══ AVAILABLE DATA ══

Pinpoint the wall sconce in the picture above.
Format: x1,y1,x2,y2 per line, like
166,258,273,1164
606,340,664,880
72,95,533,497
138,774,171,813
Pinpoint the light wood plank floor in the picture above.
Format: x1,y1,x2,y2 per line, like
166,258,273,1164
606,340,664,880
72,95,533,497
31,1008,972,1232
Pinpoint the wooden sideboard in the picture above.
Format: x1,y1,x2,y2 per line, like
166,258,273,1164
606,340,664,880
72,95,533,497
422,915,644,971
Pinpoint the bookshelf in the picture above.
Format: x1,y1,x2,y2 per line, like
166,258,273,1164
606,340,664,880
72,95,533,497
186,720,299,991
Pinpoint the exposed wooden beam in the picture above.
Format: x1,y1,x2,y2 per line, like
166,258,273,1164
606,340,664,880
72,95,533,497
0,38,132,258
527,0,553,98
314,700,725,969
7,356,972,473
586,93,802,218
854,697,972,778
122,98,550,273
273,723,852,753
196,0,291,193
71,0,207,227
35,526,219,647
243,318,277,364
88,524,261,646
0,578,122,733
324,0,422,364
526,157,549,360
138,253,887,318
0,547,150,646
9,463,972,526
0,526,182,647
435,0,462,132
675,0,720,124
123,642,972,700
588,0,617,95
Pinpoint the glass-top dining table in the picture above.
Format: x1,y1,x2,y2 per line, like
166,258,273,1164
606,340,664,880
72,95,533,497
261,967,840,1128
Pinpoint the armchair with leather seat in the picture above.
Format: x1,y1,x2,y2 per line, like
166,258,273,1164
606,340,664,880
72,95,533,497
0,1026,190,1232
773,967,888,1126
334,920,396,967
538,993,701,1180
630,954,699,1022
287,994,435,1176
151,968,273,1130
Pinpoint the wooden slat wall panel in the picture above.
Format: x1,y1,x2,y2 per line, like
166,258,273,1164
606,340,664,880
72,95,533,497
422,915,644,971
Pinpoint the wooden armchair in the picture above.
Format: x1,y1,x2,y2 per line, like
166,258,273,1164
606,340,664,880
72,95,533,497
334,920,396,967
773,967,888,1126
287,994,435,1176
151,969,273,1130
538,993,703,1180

═══

- _GIVEN PROBLEM_: Put the data from its first line through the line containing "261,967,840,1128" into a JSON list of strings, with one string per line and blank lines omitted.

- _SOLUTION TO THE EXERCISE_:
[
  "Pinpoint the wall sconce in the picture above.",
  "Format: x1,y1,x2,y2 per line, like",
  "166,258,273,1164",
  "606,340,664,880",
  "72,95,533,497",
  "138,774,171,813",
  "Pinpoint the light wood plank floor in the picture above.",
  "Format: x1,y1,x2,y2 per line, like",
  "166,258,273,1164",
  "606,340,664,880",
  "72,95,533,497",
  "31,1008,972,1232",
  "Pinpoint the wooden sideboard in the picture above.",
  "Format: x1,y1,x2,y2 per line, like",
  "166,258,273,1164",
  "606,340,664,880",
  "72,95,533,497",
  "422,915,644,971",
  "Pinpoint the bookshelf in the picture above.",
  "Format: x1,y1,x2,y2 per line, like",
  "166,258,273,1164",
  "606,340,664,880",
  "72,95,533,497",
  "186,720,299,991",
  "Pinpoint the exposed wooden beam in the picture above.",
  "Format: x1,y1,x2,y2 per line, like",
  "166,258,273,1164",
  "606,340,664,880",
  "72,95,533,497",
  "0,38,132,258",
  "527,0,553,98",
  "314,700,725,969",
  "7,356,972,473",
  "586,93,802,218",
  "854,697,972,778",
  "122,98,550,273",
  "273,723,852,753",
  "196,0,291,193",
  "71,0,207,227",
  "35,526,219,647",
  "243,318,277,364",
  "88,524,261,646",
  "0,578,122,733",
  "324,0,422,364",
  "526,157,549,360",
  "138,253,887,318",
  "0,547,150,646",
  "9,463,972,526",
  "0,526,182,647",
  "435,0,462,132",
  "675,0,720,124",
  "123,642,972,700",
  "588,0,617,95",
  "Pinpoint the glass-top dining table in the picture above.",
  "Format: x1,y1,x2,y2 per line, like",
  "166,258,273,1164",
  "606,340,664,880",
  "72,95,533,497",
  "261,967,840,1128"
]